____ DATA
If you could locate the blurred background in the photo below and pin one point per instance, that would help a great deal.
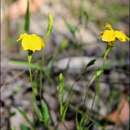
(74, 41)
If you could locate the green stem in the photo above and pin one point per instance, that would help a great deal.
(106, 53)
(33, 89)
(98, 73)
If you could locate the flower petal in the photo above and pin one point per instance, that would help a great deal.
(121, 36)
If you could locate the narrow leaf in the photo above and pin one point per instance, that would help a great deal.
(50, 25)
(27, 19)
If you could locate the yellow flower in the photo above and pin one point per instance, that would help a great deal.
(121, 36)
(109, 35)
(31, 42)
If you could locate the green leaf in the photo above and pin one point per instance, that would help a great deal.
(24, 127)
(50, 24)
(72, 28)
(24, 114)
(27, 19)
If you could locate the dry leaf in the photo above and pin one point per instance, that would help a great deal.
(18, 8)
(121, 115)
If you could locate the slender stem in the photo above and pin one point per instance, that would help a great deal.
(97, 74)
(33, 89)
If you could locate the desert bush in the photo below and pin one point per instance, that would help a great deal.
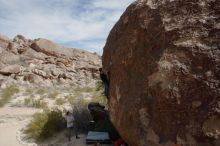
(82, 115)
(60, 101)
(37, 103)
(40, 91)
(100, 98)
(7, 93)
(29, 91)
(99, 86)
(53, 94)
(44, 125)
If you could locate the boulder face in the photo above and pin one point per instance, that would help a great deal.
(162, 59)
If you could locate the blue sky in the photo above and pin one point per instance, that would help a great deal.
(81, 24)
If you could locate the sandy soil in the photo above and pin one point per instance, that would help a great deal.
(13, 119)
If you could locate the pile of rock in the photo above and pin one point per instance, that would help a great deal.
(41, 61)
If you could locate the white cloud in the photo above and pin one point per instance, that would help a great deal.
(87, 22)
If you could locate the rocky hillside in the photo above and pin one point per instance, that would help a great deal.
(163, 62)
(41, 62)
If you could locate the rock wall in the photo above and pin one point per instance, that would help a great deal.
(162, 59)
(42, 62)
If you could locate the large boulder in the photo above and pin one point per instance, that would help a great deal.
(162, 59)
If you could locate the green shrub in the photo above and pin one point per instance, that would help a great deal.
(7, 93)
(40, 91)
(37, 103)
(84, 89)
(99, 86)
(60, 101)
(29, 91)
(82, 115)
(44, 125)
(100, 99)
(53, 95)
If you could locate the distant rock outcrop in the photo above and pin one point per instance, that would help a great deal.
(163, 63)
(23, 60)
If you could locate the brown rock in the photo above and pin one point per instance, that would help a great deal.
(4, 41)
(11, 69)
(161, 57)
(50, 48)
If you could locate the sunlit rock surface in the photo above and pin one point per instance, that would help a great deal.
(163, 63)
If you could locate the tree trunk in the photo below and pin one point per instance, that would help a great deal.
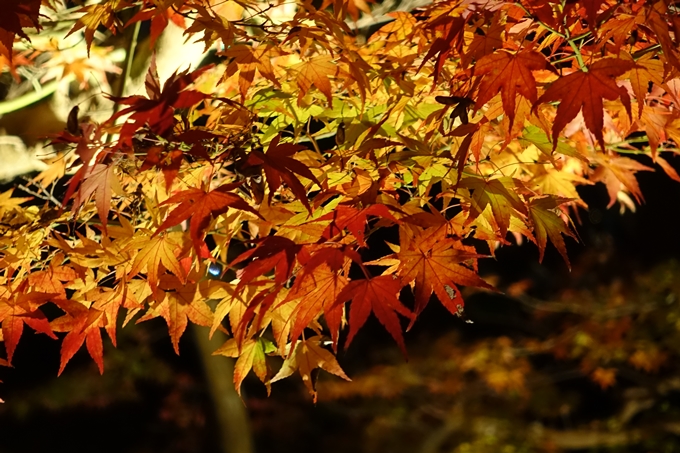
(231, 414)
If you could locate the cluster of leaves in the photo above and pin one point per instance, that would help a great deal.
(456, 125)
(533, 388)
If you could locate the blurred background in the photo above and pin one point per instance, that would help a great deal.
(579, 361)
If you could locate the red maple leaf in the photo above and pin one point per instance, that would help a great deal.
(511, 75)
(380, 296)
(201, 207)
(354, 220)
(438, 264)
(584, 92)
(318, 291)
(272, 252)
(18, 308)
(452, 28)
(98, 180)
(157, 112)
(17, 15)
(83, 326)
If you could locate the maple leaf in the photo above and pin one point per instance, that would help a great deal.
(158, 253)
(101, 14)
(110, 301)
(351, 6)
(17, 15)
(547, 224)
(317, 289)
(354, 220)
(452, 28)
(646, 71)
(584, 92)
(435, 263)
(591, 7)
(380, 296)
(307, 356)
(497, 193)
(511, 75)
(160, 14)
(250, 356)
(50, 280)
(280, 166)
(315, 72)
(200, 206)
(99, 180)
(168, 162)
(616, 172)
(473, 141)
(485, 40)
(18, 308)
(82, 325)
(248, 61)
(7, 203)
(271, 252)
(157, 112)
(179, 303)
________
» TASK INSTRUCTIONS: For this exercise, transcribe the data above line by line, exactly, with pictures omitted.

» EXERCISE RESULT:
If you could locate the blurred background in the photo below and pin one point per instance, that would help a great deal.
(74, 41)
If you could locate the green stem in the photo above and pin one point per instance, that would help a great deal.
(106, 53)
(33, 89)
(98, 73)
If you could locate the flower petal in the photo above and pin one point per instance, that would help a great deal.
(121, 36)
If you could locate the narrow leaf in the photo above and pin one point per instance, that would help a great deal.
(50, 25)
(27, 19)
If you could locate the yellow flower in the photo above and pin one point per instance, that would help a great deal.
(121, 36)
(109, 35)
(31, 42)
If you could locate the green leaf in the photo above and pin one point per instance, that would help a great deal.
(24, 127)
(50, 24)
(72, 28)
(24, 114)
(27, 19)
If you could locate the dry leaf in the photo above and pin one point per instance, that would help a great deal.
(18, 8)
(121, 115)
If you could locate the slender stem in the photo above and pin one point per instance, that would help a great deal.
(97, 74)
(33, 89)
If you could locate the desert bush in the photo below and pin one point per instance, that would help a great deal.
(82, 115)
(60, 101)
(37, 103)
(40, 91)
(100, 98)
(7, 93)
(29, 91)
(99, 86)
(53, 94)
(44, 125)
If you could locate the boulder face in the photo above and pin one point per instance, that would help a great deal.
(162, 59)
If you could locate the blue sky in the photo above and pin one point per instance, that would help a great deal.
(81, 24)
If you could locate the sandy soil in the photo above and pin one point per instance, that would help a great deal.
(13, 119)
If you could locate the pile of rock in the photo above and pin one point per instance, that would help a great deal.
(41, 61)
If you could locate the white cloud in the photo above and pin one point per instance, that would help a great deal.
(87, 22)
If you could locate the rocky hillside in the photo above and pin one point per instance, that would help a great deal.
(163, 62)
(41, 62)
If you could locate the rock wall in the photo above and pin one point per instance, that would help a great deal.
(162, 59)
(42, 62)
If you could locate the large boulder in the photo above and pin one point per instance, that would help a great deal.
(162, 59)
If you could locate the green shrub in the photo above and pin one point per instance, that would help a great deal.
(7, 93)
(40, 91)
(37, 103)
(84, 89)
(99, 86)
(60, 101)
(29, 91)
(82, 115)
(44, 125)
(100, 99)
(53, 95)
If you could locate the distant rock outcrop in the photo above and pin one point per instance, that would help a great deal.
(163, 63)
(23, 60)
If you could locate the brown rock in the photo above and pin one point per instance, that would help a great deal.
(4, 41)
(11, 69)
(161, 57)
(50, 48)
If you could locate the sunlit rock surface in the photo above and pin one point per instance, that would help a great deal.
(163, 63)
If you could locate the tree trunk in the photo below and pin one point per instance, that would help a great deal.
(231, 414)
If you could locate the cluster of leaves in the photo above and pin one point per instance, that would help a great deal.
(456, 125)
(533, 388)
If you could locate the blurred background in the photo above and pin one point per instance, that would help a great deal.
(579, 361)
If you could locate the red maple leaf in the photo above and pin one point per instance, that would help a great deal.
(511, 75)
(380, 296)
(201, 207)
(354, 220)
(438, 264)
(584, 92)
(318, 291)
(272, 252)
(18, 308)
(452, 28)
(98, 180)
(157, 112)
(17, 15)
(83, 326)
If you could locate the maple leaf in the photo above and pin one point per instance, that would help a great deal.
(158, 253)
(101, 14)
(110, 301)
(351, 6)
(17, 15)
(547, 224)
(317, 289)
(354, 220)
(452, 28)
(646, 71)
(584, 92)
(435, 263)
(591, 7)
(380, 296)
(307, 356)
(497, 193)
(511, 75)
(160, 14)
(250, 356)
(50, 280)
(280, 166)
(315, 72)
(200, 206)
(99, 180)
(168, 162)
(616, 172)
(473, 141)
(485, 40)
(18, 308)
(82, 325)
(248, 61)
(7, 203)
(271, 252)
(157, 112)
(179, 303)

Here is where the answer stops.